● WRITTEN EXERCISE:
Please pull out every line in the three blocks of rows below that contains the string "reflection", matching case exactly.

⁂

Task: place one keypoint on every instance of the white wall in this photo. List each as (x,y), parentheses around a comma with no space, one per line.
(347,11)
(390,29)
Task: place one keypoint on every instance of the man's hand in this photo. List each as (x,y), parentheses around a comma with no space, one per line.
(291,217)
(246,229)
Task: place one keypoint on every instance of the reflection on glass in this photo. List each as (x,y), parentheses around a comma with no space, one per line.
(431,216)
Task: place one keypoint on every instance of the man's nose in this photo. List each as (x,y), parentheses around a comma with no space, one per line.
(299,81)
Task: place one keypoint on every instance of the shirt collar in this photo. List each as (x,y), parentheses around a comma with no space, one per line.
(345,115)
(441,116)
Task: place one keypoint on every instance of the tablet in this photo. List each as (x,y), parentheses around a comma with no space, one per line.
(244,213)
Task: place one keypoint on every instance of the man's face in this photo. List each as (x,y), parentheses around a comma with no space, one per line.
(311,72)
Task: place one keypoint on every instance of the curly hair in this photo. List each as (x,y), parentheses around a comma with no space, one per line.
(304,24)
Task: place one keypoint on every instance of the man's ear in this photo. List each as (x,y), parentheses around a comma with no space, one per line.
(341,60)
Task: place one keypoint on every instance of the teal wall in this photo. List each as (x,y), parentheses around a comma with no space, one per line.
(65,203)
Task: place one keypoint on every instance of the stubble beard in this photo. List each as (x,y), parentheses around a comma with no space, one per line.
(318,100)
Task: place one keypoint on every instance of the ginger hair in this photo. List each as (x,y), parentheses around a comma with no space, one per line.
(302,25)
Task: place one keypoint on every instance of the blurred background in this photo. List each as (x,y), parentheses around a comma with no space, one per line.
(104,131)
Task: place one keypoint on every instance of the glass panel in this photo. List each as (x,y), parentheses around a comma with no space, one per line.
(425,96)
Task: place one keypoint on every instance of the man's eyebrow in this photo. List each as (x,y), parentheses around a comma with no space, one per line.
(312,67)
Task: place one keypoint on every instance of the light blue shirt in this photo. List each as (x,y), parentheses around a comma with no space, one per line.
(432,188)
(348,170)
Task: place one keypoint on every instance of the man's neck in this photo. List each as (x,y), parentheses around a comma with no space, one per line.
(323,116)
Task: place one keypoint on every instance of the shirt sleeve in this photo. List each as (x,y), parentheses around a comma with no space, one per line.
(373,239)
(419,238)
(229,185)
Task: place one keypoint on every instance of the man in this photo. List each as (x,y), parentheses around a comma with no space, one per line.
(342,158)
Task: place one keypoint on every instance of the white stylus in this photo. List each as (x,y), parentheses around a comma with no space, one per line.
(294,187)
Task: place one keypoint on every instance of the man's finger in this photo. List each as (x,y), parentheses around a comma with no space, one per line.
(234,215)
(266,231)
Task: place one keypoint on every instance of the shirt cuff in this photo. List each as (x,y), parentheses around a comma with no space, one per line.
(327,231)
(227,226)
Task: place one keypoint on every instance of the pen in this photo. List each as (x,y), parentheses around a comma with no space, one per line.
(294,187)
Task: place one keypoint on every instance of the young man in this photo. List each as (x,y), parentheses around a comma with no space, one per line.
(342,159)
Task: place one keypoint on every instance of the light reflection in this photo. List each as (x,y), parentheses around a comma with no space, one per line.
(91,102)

⁂

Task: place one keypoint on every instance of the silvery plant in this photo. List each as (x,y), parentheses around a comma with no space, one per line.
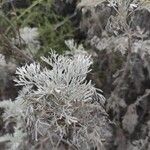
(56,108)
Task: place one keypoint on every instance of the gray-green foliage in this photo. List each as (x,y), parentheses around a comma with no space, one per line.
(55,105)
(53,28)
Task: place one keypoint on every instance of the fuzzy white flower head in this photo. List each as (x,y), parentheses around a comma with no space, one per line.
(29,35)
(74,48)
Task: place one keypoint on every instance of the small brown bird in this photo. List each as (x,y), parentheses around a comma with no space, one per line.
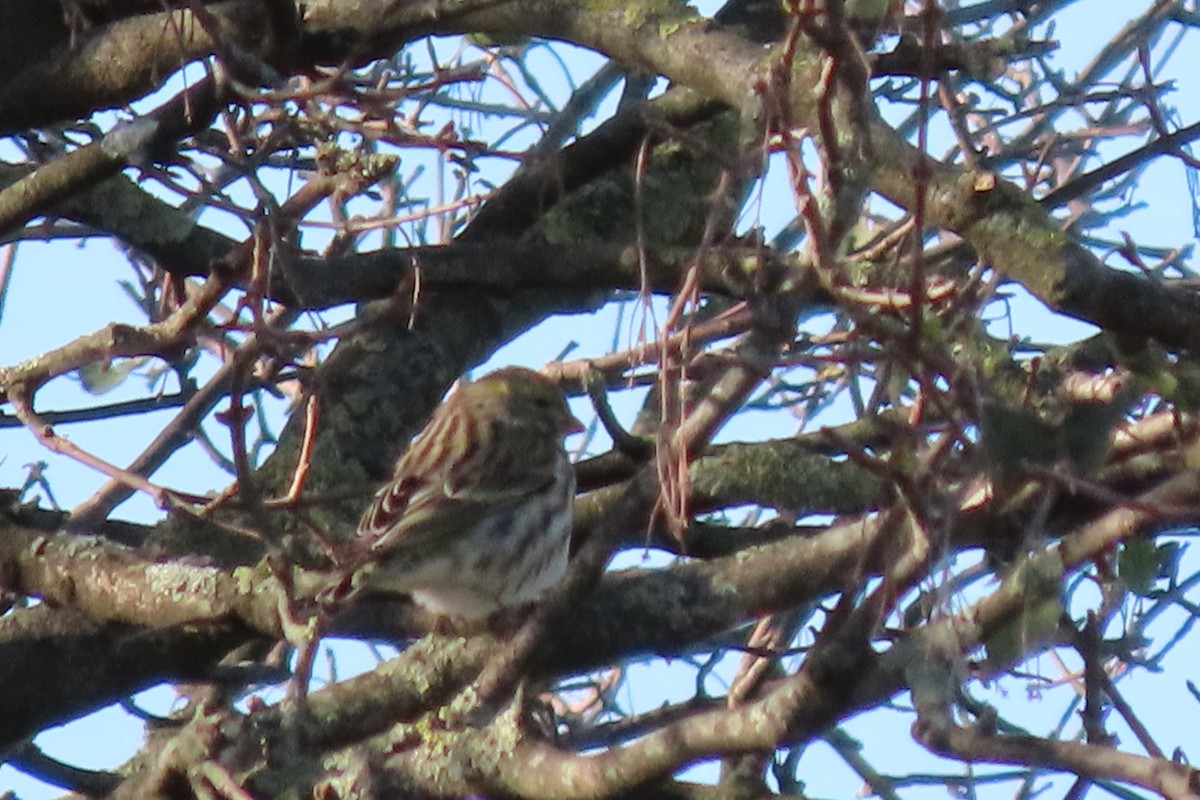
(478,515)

⁂

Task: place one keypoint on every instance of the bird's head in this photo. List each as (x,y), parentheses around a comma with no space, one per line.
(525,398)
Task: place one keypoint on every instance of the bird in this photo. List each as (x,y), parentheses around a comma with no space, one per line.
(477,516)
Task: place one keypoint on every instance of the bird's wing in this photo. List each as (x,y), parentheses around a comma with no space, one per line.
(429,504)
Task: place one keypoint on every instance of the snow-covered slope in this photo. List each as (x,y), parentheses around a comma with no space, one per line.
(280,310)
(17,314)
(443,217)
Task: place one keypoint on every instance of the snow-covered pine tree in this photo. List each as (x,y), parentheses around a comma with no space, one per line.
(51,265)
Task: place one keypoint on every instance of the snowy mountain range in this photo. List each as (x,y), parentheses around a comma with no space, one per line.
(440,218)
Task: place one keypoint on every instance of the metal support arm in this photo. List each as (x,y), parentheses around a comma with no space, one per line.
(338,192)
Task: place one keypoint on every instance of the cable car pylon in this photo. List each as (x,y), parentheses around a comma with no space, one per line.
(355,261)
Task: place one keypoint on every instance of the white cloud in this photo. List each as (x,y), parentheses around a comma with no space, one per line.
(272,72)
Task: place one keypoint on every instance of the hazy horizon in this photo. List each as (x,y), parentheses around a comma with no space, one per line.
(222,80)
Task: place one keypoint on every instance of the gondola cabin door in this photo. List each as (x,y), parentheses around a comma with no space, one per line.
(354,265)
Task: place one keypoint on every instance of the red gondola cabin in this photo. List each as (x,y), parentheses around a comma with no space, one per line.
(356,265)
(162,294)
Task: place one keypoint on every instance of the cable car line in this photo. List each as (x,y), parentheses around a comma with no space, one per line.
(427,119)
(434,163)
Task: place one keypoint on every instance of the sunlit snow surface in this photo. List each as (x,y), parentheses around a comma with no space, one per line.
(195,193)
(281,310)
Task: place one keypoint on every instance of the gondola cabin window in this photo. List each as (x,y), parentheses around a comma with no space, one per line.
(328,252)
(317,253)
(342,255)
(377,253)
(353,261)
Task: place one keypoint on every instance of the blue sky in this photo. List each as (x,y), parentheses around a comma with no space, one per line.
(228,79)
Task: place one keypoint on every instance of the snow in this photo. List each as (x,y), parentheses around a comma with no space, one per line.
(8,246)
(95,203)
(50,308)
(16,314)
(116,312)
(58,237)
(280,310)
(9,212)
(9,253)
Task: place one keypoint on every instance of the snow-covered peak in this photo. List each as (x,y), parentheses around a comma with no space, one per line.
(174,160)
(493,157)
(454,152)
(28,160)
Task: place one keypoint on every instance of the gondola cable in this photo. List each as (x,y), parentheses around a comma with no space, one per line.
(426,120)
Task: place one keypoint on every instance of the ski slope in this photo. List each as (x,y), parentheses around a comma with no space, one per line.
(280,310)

⁂

● EXERCISE SOLUTION:
Task: place one keypoint on every instance of the reflection on glass in this photo. List each as (x,y), parentheses around a comma with no space, one per line.
Task: place one keypoint on every instance of the light reflection in this photo. List each as (x,y), parentheses around a comma with no space, one per line.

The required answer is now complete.